*LATIHAN TERTULIS 1*:
Tukar "tray ceiling" dengan "vaulted ceiling" pada bagian catatan yang dimulai dari baris berisi "Could you point out the tray" hingga akhir catatan, lalu tuliskan kembali bagian itu saja tanpa perubahan lain.

*BACAAN*:
-=-=-
Entah bagaimana prosesnya, berita tersebut menjelma menjadi keyakinan bagi sangat banyak orang, termasuk pemerintah Indonesia, bahwa memang benar demikian adanya. Pemerintah Indonesia menggunakan “kenyataan” ini sebagai peringatan, bahwa sebaiknya menggunakan Tax Amnesty (TA), karena kalau tidak, di tahun 2017 dan 2018 toh akan ketahuan semua harta gelap yang disimpan di manapun, karena akan berlakunya Automatic Exchange of Financial Account Information (AEOI).
Kecuali dikatakan secara lisan oleh Presiden, Wakil Presiden, Menteri Keuangan dan entah oleh siapa lagi, akan berlakunya AEOI dalam tahun 2017 atau 2018 untuk Indonesia, juga dicantumkan dalam iklan yang dimuat oleh pemerintah di hampir semua media. Butir dari iklan itu berbunyi :
“Data Kekayaan di Dalam & Luar Negeri akan Terbuka mulai tahun 2017”.
-=-=-
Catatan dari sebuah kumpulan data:
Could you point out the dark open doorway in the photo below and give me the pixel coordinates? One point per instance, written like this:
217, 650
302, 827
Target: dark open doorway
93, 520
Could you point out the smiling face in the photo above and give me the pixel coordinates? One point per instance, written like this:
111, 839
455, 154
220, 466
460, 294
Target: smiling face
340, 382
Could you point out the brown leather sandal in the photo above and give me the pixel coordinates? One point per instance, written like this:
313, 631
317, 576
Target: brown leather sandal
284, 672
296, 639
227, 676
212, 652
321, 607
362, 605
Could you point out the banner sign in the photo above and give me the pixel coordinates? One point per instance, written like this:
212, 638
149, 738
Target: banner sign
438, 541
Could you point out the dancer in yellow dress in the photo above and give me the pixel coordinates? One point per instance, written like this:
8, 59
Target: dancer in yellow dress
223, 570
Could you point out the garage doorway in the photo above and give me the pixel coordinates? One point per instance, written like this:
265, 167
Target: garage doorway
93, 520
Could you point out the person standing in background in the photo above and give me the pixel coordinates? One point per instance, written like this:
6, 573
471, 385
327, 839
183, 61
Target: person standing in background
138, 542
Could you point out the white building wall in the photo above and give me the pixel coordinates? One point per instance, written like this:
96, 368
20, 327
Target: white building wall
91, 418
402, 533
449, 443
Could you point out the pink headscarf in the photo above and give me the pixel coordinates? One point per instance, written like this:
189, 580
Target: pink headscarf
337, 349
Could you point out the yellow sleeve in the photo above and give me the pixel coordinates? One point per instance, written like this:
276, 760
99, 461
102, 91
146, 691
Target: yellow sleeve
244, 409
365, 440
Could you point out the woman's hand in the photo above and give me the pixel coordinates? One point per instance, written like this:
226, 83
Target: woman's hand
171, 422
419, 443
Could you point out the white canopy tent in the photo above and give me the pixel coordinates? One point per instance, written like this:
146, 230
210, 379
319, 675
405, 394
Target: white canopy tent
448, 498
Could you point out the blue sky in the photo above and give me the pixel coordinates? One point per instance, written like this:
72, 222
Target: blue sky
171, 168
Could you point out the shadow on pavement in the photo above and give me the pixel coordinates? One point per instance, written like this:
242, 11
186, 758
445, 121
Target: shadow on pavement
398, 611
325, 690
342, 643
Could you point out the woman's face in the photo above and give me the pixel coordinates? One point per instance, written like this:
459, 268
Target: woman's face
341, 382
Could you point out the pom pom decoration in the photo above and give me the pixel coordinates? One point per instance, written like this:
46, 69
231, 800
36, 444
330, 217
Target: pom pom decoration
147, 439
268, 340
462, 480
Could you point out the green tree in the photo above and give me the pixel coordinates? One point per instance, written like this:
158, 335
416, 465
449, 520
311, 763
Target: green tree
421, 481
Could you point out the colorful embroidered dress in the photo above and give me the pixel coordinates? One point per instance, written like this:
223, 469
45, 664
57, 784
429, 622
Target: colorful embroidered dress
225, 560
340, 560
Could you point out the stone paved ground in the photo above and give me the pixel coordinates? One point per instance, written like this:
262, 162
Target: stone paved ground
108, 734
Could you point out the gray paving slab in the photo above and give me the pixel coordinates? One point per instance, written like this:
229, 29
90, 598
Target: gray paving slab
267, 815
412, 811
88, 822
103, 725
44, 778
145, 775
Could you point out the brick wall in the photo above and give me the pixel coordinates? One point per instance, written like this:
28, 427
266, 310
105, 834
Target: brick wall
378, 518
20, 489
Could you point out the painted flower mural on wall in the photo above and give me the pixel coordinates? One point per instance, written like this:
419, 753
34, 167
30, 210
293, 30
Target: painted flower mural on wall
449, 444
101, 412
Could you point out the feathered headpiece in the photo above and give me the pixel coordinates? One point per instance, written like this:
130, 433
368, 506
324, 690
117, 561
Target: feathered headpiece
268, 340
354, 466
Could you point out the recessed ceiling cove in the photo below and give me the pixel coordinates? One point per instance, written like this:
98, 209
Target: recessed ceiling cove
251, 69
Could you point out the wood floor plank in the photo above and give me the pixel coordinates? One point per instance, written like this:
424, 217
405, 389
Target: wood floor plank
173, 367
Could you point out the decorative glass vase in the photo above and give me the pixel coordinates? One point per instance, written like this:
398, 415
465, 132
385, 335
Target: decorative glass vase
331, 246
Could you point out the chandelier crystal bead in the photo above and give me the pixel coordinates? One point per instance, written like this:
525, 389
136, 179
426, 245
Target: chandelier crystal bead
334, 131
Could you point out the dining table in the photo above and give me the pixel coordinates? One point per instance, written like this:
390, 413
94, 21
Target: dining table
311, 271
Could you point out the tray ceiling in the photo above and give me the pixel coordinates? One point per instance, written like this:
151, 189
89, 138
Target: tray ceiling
-=-=-
*LATIHAN TERTULIS 2*:
Tentukan apakah setiap pernyataan berikut sesuai dengan bacaan tentang Tax Amnesty, lalu jawab ya atau tidak disertai kutipan persis dari bacaan yang menjadi dasarnya.
(a) Pemerintah memasang iklan mengenai berlakunya AEOI di hampir semua media.
(b) Menurut iklan pemerintah, data kekayaan akan terbuka mulai tahun 2019.
(c) Pemerintah Indonesia tidak memercayai berita tersebut.

*JAWABAN LATIHAN 1*:
Could you point out the vaulted ceiling in the photo above and give me the pixel coordinates? One point per instance, written like this:
151, 189
89, 138
Target: vaulted ceiling

*JAWABAN LATIHAN 2*:
(a) Ya: "juga dicantumkan dalam iklan yang dimuat oleh pemerintah di hampir semua media".
(b) Tidak: "Data Kekayaan di Dalam & Luar Negeri akan Terbuka mulai tahun 2017".
(c) Tidak: "termasuk pemerintah Indonesia, bahwa memang benar demikian adanya".